Double Headed Serpent Turquoise Mosaic, the British Museum Collection

Double Headed Serpent Turquoise Mosaic, the British Museum Collection

What is clear is wherever you go in the world you are likely to spot a fair amount of Turquoise in their museum pieces, turquoise was often inlaid into both jewellery as well as building decoration, bridles, swords to name but a few.  Turquoise was even found in Tutankhamun’s tomb in his burial mask amongst other items, and famously examples can be found in the British Museum such as Aztec death masks.

Turquoise Mask, the Turquoise Mosaics collection, the British Museum

Turquoise Mask, the Turquoise Mosaics collection, the British Museum

Much admired, but often under appreciated in modern society, Turquoise has been much copied throughout the ages.  It’s fairly surprising that it has stuck around so long, particularly preserved ancient pieces, as it’s not one of the more durable gems.  Even the best turquoise is fracturable and on the Mohs scale it’s just under 6 at it’s hardest, similar to glass.  It’s also a porous gem and can be affected by reactions with other chemicals.

------------------------------------

* PROMPT *
Continue the piece on turquoise in museum collections, starting right after its last sentence.

------------------------------------

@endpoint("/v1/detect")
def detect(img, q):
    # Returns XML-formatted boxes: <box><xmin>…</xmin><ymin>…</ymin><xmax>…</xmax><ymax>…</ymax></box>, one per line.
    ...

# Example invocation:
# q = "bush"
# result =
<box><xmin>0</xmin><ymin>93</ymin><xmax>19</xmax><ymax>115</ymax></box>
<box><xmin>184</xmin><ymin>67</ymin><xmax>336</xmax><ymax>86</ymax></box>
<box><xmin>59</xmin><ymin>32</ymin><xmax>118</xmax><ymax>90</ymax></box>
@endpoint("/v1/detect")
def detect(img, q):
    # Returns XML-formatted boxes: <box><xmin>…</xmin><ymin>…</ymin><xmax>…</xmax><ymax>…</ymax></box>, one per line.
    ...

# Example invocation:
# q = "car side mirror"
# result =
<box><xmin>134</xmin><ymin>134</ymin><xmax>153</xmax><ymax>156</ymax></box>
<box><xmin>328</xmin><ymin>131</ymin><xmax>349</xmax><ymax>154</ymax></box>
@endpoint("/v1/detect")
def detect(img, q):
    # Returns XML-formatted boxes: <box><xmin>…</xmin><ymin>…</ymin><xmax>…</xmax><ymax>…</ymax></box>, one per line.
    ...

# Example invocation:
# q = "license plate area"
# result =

------------------------------------

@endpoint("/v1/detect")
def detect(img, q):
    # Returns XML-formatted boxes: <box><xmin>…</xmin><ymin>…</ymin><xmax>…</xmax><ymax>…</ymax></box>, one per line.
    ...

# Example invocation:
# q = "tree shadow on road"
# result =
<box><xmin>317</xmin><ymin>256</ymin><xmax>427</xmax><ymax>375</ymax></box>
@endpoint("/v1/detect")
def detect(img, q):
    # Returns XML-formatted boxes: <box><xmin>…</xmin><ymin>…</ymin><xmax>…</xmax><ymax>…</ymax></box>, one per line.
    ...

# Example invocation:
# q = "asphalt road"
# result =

------------------------------------

* REPLY TO THE EXERCISE *
Turquoise is generally known as a fairly low value gem in today’s society, due to the prevalence of fakes or synthetics, and variety of available treatments means that it can be hard to tell what is real and what is not.  This uncertainty affects the price, as does the large influx to the market that synthetics bring.  However, this has not always been the case and it used to be held in high esteem by the Apaches of North America.  It was thought of as a particularly useful gem giving authority, protection and if given (rather than bought) can bring good luck (particularly on a Saturday…) and preserve friendship.

Examples of our own Turquoise are below, despite it’s structure and nature it can be faceted, it also takes a great polish and there are some simply stunning examples of cabochon cut Turquoise.  One of our favourite Turquoise pieces at the moment is this gorgeous Astley Clarke friendship bracelet.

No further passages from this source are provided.